#### [FRAGMENT TEKSTU]
>>>>>

W czwartek absolwenci szkół średnich podeszli do próbnych egzaminów dojrzałości. Wśród tegorocznych maturzystek jest Iga Świątek - czołowa polska tenisistka, która w związku z pandemią koronawirusa i zawieszeniem rozgrywek poświęca dużo więcej czasu na naukę. - Staram się znaleźć pozytywy w tej sytuacji - mówiła 18-latka w "Magazynie Sportowym RDC".
AUSTRALIA TENNIS AUSTRALIAN OPEN GRAND SLAM (autor: ROMAN PILIPEY)
Gdyby nie pandemia koronawirusa, Iga Świątek grałaby teraz w turnieju na kortach w Miami. W kwietniu natomiast wystąpiłaby zapewne w Houston, Monte Carlo, czy Barcelonie. Do tego przeloty, treningi. - Czas na naukę? Do tej pory znajdowało się go głównie w samolocie lub pokojach hotelowych - mówiła pochodząca z Warszawy tenisistka w rozmowie z Łukaszem Starowieyskim.

<<<<<

#### [ZAREJESTROWANE DANE]

>>>>>

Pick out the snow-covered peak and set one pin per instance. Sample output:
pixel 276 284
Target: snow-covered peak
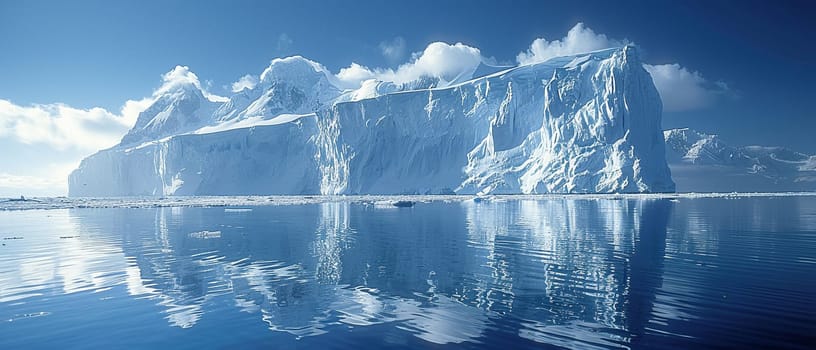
pixel 291 85
pixel 179 105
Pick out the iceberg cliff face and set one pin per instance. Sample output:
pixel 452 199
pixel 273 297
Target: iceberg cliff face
pixel 580 124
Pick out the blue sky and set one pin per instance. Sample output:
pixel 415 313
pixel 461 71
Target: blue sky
pixel 742 69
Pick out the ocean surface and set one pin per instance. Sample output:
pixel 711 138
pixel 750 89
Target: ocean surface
pixel 509 274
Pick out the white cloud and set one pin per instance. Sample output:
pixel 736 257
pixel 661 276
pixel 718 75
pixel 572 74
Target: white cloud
pixel 579 39
pixel 440 60
pixel 246 82
pixel 353 75
pixel 284 43
pixel 64 127
pixel 682 89
pixel 393 50
pixel 181 75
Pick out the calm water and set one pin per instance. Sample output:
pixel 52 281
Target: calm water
pixel 516 274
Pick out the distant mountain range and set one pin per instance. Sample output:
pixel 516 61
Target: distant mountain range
pixel 704 163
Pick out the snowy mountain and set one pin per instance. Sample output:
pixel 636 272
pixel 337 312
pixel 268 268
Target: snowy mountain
pixel 704 163
pixel 576 124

<<<<<

#### [TREŚĆ ZADANIA]
Kontynuuj tekst o przygotowaniach Igi Świątek do matury, zaczynając od zdania następującego po ostatnim.

#### [ROZWIĄZANIE ZADANIA]
- Staram się znaleźć pozytywy w tej sytuacji. Myślę, że jakbym grała turnieje do maja, to byłoby ciężko się przygotować dobrze do matury. Dlatego cieszę się, że mam teraz przerwę i mogę poświęcić sto procent uwagi na nauce - dodała Śwątek.
Wciąż nie wiadomo czy i jak obecna sytuacja odbije się na formie egzaminów. Świątek nie wyobraża sobie, by mogły zostać przeprowadzone zdalnie. - Szczerze mówiąc, nie widzę matury, która byłaby robiona przez internet i myślę, że wielu uczniów trochę niesprawiedliwie by do niej podeszło. Wszyscy mieliby pokusę żeby ściągać - twierdzi 49. tenisistka światowego rankingu.
Co z treningami? - Robię sobie półtoragodzinną sesję cztery razy w tygodniu - siła i wytrzymałość. Chodzi o to, aby utrzymać ciało w dobrej formie - tłumaczyła w RDC Iga Świątek.
Przerwa w rozgrywkach tenisowych ma potrwać do 6 czerwca. Matury w Polsce mają według planu rozpocząć się 4 maja.